Passage to read
··········
The trades came together at the last minute, Thibault said, but he’d had “general conversations” with six or seven teams about various players. He’d rejected another team’s offer for Hines-Allen on Monday night, and Minnesota’s offer materialized Tuesday.
The 6’1 forward had played all seven seasons of her career in Washington and helped the Mystics win the first championship in franchise history in 2019. In 187 career games with the team, she averaged 7.9 points, 4.9 rebounds and 1.9 assists per game.
At her best, Hines-Allen was an All-WNBA player. In 2020, she was named Second Team All-WNBA after averaging 17.0 points, 8.9 rebounds and 2.6 assists per game. She later battled a knee injury but returned to play 35 regular-season games in 2023 and all 27 this season before the trade.
This season, she averaged 8.0 points, 4.9 rebounds and 2.7 assists per game for the Mystics while shooting 48.9% from the field and 35.9% from behind the arc. Just as importantly, veteran guard Shatori Walker-Kimbrough told The Next on Tuesday, Hines-Allen helped keep the team upbeat and “create light” during a trying season.
··········
Supplied records
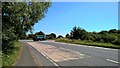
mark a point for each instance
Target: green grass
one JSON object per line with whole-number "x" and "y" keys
{"x": 90, "y": 43}
{"x": 10, "y": 58}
··········
What to do
(a) Please list every year named in the passage about the Hines-Allen trade, not in the material.
(b) Carry the passage about the Hines-Allen trade forward from its final sentence.

Answers for the exercise
(a) 2019, 2020, 2023

(b)
Why the Mystics made these trades
The Mystics’ motivation for both trades centers on the future of the franchise. They gave up Hines-Allen, who may have left in free agency next winter anyway, and Lundquist, who has never played in the WNBA, to add flexibility and protected assets ahead of two offseasons of uncertainty.
That uncertainty is partly because there will be expansion drafts in 2025 and 2026, and the Mystics will be able to protect only a certain number of players from being picked by the expansion Golden State and Toronto teams.
It’s also because the WNBA is expected to have a new collective bargaining agreement (CBA) for the 2026 season, and nearly all veteran players have refrained from signing contracts past 2025 in anticipation of the higher salaries that could come with that. That will create an enormous free-agent market for teams to contend with in 2026.
“All hell is going to break loose in the league after ’25 if the players opt out [of the current CBA], which everybody expects that they will,” Thibault said. “There will be over 100 unrestricted or restricted free agents in one fell swoop in January of ’26. … You have to do your due diligence to be prepared for all kind of situations.”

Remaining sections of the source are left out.